Exercise directions: Reproduce the listing below verbatim, line for line, without any alteration.

Provided data:
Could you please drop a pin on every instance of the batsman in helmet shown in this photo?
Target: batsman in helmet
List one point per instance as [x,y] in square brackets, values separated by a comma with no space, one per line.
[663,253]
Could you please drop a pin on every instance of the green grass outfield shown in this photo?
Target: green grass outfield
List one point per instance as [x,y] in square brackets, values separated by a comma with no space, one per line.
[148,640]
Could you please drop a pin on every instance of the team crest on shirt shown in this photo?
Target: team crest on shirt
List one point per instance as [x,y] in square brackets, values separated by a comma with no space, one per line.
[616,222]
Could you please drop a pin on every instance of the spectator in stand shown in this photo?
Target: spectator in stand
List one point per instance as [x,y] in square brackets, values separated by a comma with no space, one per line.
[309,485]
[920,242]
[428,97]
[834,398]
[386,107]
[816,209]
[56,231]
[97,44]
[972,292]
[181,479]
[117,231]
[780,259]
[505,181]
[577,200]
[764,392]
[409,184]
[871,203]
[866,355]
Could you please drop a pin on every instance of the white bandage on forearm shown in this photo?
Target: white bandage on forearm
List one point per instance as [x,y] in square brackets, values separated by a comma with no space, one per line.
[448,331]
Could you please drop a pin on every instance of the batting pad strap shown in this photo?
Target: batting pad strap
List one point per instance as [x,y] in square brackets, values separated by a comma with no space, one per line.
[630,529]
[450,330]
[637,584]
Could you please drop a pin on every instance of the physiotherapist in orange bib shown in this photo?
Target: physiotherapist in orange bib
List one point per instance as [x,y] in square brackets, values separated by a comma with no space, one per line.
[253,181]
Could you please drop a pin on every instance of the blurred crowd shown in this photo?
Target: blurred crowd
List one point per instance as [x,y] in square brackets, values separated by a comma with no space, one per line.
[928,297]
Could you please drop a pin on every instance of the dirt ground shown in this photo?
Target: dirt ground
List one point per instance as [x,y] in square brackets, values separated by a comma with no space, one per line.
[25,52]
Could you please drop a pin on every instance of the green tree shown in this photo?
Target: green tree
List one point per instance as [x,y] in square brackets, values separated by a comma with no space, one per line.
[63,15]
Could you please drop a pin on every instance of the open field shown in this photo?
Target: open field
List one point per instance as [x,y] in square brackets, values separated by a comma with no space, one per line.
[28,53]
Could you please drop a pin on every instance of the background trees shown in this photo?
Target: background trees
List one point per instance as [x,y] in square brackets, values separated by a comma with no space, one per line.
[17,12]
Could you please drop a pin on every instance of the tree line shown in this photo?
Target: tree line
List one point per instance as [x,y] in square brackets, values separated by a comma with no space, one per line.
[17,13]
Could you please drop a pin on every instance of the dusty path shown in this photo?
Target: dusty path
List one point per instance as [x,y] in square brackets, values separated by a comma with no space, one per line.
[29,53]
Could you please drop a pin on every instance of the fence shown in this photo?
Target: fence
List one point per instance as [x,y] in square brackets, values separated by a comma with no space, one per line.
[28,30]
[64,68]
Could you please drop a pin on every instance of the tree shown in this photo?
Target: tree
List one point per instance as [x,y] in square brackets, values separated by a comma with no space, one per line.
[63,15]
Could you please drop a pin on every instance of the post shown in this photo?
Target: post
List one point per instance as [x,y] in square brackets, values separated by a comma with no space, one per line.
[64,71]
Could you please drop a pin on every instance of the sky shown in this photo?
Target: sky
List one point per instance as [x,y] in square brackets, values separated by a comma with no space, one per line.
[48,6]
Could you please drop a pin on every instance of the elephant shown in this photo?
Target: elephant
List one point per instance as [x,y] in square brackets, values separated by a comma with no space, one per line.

Task result:
Could you please drop a pin on every instance of the batsman in helmet shown in this photo?
Target: batsman in helmet
List one point per instance as [x,y] in square brackets, values separated by a comma with no space, one per line.
[663,253]
Could you please drop a pin on every instance of the green grass outfield shown in this photo?
Target: green grass outfield
List one point per instance as [x,y] in square brackets, values separated by a comma with no space, one per line.
[148,640]
Could you please drop a pin on every instance of the team crest on shirt shown in this photo?
Target: team crest on shirt
List one point per instance as [x,y] in square brackets, values separated by a comma with no space, one per line.
[616,222]
Could you please drop a pin on every instance of the spectator in stand shown in this photo?
Target: spectator in stand
List one point per instance as [x,y] in square brackets, values separated by a comma with no space, one per line.
[309,485]
[920,242]
[428,97]
[834,398]
[386,107]
[816,209]
[56,231]
[97,44]
[972,292]
[181,479]
[117,231]
[780,259]
[505,181]
[577,200]
[764,392]
[409,184]
[871,203]
[866,355]
Could you please drop a pin on every instance of the white bandage on forearm shown in this photo?
Target: white bandage on forearm
List one point per instance as [x,y] in square brackets, values separated by a comma with no space, one per line.
[448,331]
Could you please drop a pin on every instance of the batting pad strap shown in this photo?
Target: batting pad strap
List one point per instance as [x,y] in square brackets, values separated by a comma with no space, one per line.
[630,529]
[450,330]
[637,584]
Could you please drop a pin on every instance of the physiotherapist in orange bib shown in this photo?
Target: physiotherapist in orange bib
List one point per instance as [x,y] in square brackets, values separated by a comma with no space, one per line.
[253,181]
Could you please drop a pin on every instance of the blurred crowd shown in this photo?
Target: blurred crowd
List one point per instance as [x,y] in square brackets, values separated by a comma with no space, one per line.
[928,297]
Could you please drop a pin on every instance of the dirt ground shown in this photo?
Target: dirt ground
List one point per instance as [x,y] in square brackets, values separated by a comma with no space, one per line.
[25,52]
Could you please drop a pin on every instance of the green tree shown in this photo?
Target: green tree
List one point per instance as [x,y] in square brackets, values separated by a comma with no space, one per line.
[63,15]
Could you please drop a pin on every instance of the open field shown in this photo?
Target: open field
List one point per instance as [x,y] in square brackets, values separated by a comma with no space, one per line.
[28,53]
Could you please drop a pin on every instance of the background trees shown in this photo?
Target: background trees
List one point per instance as [x,y] in square brackets, values separated by a comma with no space, one per line.
[17,12]
Could you please drop a pin on every instance of the tree line shown in this photo?
Target: tree line
List one point per instance as [x,y] in square brackets, values separated by a comma with no space, one per line.
[17,13]
Could you please drop a pin on every instance of the dusty path shown in this photo?
Target: dusty path
List one point per instance as [x,y] in square brackets, values separated by a comma with no space, one per line.
[29,53]
Could you please drop a pin on every instance of the fence shown in this photo?
Target: fence
List one point per instance as [x,y] in square brackets, values separated by a comma with no space, one per line.
[28,30]
[64,68]
Could you please drop a pin on every instance of the tree shown in this photo?
Target: tree
List one point per instance as [x,y] in square brackets, values separated by a comma with no space, one per line.
[63,15]
Could you please drop a pin on every instance of the post shown in this photo?
Target: post
List one point per instance as [x,y] in square brackets, values separated by a comma with no space, one per line.
[64,71]
Could you please drop a pin on every instance of the sky shown in this photo?
Target: sky
List one point per instance as [x,y] in square brackets, values separated by a comma with no space, one per line.
[48,6]
Could you please drop a pin on every instance of the elephant shown in this photo?
Target: elephant
List one point per instance as [x,y] in square brackets, values separated by a comma with no space, one per line.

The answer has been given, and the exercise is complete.